To do: Count the lines in the records below that contain the string "chair", treating uppercase and lowercase as different. Reply with the number alone.

○ ○ ○ ○ ○ ○ ○

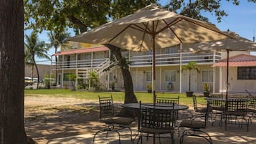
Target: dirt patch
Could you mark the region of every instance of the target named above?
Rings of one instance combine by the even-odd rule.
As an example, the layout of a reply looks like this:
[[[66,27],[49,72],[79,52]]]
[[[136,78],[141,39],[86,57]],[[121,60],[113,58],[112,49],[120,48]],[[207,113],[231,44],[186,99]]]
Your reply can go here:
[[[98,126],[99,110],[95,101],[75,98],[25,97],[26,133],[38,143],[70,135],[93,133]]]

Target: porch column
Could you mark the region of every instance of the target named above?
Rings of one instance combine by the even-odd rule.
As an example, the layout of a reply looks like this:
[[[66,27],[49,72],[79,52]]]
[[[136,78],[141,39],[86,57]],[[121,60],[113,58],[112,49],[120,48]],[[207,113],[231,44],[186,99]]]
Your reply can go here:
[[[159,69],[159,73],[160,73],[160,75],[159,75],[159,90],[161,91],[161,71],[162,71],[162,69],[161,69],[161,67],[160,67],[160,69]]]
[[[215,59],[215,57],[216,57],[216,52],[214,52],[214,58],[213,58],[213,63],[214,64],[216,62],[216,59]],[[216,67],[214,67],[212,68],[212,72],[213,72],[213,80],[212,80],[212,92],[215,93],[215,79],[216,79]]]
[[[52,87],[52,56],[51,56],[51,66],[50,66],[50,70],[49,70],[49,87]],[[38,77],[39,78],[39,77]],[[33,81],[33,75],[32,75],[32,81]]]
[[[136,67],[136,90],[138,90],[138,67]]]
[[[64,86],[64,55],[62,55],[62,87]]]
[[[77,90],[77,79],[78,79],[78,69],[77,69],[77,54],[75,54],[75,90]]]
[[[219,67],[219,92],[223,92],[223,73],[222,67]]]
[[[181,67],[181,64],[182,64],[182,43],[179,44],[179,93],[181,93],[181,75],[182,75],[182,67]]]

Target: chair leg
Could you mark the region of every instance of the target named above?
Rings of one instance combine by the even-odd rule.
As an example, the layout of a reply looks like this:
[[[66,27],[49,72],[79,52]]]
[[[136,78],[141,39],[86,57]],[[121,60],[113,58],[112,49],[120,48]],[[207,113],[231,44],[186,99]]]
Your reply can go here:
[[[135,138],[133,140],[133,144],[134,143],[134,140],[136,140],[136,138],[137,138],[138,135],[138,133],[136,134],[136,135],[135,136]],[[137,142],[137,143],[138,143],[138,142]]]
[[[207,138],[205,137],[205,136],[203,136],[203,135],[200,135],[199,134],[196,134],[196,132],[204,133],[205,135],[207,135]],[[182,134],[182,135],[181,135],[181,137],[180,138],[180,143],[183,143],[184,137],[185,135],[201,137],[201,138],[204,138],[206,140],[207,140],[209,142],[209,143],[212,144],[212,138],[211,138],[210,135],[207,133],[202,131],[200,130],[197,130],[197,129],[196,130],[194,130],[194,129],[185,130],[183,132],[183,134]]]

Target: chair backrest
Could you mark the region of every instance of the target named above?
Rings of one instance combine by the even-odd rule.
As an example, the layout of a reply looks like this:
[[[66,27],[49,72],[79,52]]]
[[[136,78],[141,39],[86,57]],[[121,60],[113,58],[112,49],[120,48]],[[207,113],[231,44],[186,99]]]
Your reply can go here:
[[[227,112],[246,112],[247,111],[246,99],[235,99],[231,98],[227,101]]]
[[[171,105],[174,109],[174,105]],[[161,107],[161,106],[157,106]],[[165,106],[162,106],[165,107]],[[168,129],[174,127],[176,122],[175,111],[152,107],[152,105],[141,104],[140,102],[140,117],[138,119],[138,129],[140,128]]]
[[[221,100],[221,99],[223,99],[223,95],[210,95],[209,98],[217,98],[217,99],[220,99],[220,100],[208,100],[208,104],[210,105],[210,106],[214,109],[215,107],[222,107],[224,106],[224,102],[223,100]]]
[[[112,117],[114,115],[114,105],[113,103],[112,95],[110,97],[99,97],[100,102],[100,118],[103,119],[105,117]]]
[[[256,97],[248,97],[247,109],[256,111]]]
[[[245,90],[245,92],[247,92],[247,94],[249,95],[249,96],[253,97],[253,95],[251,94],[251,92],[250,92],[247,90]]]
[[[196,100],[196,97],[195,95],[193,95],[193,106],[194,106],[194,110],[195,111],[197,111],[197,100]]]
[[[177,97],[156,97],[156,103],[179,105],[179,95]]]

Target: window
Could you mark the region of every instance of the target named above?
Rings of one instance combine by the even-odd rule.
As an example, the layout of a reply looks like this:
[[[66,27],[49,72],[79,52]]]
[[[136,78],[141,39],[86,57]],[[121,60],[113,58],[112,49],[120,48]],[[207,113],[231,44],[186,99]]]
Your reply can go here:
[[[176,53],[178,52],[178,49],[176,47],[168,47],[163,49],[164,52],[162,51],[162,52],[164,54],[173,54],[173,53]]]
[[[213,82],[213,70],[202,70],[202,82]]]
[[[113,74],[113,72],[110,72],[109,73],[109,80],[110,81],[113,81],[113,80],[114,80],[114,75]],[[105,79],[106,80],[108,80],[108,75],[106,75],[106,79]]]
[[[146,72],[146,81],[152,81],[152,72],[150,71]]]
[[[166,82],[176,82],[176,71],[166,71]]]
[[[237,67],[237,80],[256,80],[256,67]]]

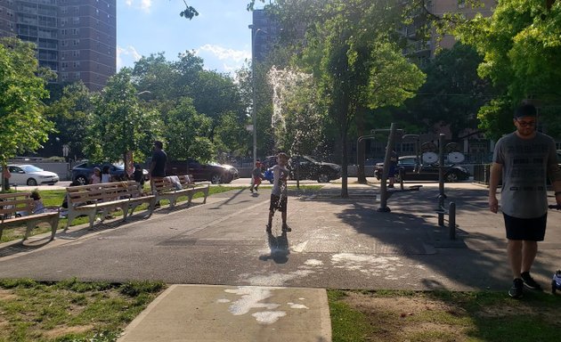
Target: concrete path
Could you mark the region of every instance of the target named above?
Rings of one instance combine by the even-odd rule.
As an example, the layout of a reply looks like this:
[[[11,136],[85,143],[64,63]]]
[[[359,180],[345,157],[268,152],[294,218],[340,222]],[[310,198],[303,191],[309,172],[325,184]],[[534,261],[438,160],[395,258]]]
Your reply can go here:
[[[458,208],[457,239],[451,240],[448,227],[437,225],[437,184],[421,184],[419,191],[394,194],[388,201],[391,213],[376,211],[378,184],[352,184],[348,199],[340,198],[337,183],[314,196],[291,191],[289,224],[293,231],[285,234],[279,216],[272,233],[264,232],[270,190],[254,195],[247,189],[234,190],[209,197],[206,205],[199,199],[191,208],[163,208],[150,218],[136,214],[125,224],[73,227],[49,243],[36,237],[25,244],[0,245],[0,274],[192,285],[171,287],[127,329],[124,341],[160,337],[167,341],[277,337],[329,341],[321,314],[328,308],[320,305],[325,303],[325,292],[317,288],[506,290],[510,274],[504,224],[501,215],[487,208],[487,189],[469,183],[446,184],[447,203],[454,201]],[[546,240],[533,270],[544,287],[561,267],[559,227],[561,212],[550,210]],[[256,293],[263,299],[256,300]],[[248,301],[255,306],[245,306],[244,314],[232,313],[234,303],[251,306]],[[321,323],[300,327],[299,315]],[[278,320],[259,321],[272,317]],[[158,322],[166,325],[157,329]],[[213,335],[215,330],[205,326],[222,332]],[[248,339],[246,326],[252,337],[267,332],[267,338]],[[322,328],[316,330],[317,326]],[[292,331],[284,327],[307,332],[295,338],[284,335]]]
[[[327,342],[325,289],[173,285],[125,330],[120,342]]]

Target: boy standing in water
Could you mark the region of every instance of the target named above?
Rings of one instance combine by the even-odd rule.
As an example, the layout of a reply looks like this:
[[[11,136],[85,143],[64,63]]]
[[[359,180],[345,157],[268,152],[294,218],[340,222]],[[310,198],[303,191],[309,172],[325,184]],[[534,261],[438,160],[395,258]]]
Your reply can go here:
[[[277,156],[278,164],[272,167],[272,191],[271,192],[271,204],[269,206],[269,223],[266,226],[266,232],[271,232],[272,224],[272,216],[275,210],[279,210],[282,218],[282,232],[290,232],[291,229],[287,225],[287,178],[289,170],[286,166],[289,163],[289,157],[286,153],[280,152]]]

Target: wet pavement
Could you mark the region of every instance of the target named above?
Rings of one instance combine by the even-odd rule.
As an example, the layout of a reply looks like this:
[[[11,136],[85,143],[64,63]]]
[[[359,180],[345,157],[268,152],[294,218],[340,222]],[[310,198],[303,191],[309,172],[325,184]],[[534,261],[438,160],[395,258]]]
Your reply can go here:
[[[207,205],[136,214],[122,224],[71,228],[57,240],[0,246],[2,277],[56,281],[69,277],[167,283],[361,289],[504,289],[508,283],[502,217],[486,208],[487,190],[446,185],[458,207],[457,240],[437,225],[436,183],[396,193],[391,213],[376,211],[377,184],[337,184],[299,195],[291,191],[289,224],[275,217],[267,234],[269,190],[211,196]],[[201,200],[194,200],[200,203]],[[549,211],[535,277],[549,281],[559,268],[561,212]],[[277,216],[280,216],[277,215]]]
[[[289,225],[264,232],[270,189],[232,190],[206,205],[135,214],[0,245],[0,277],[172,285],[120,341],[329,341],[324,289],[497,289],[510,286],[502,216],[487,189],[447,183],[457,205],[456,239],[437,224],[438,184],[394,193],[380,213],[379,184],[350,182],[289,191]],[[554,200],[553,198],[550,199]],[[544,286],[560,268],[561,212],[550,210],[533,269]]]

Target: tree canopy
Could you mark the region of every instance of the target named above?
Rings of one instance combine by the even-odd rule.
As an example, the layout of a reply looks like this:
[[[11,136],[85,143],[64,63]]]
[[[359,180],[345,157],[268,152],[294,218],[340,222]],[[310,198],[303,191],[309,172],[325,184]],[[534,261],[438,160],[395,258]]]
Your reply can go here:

○ ○ ○ ○ ○ ○ ○

Completed exercise: 2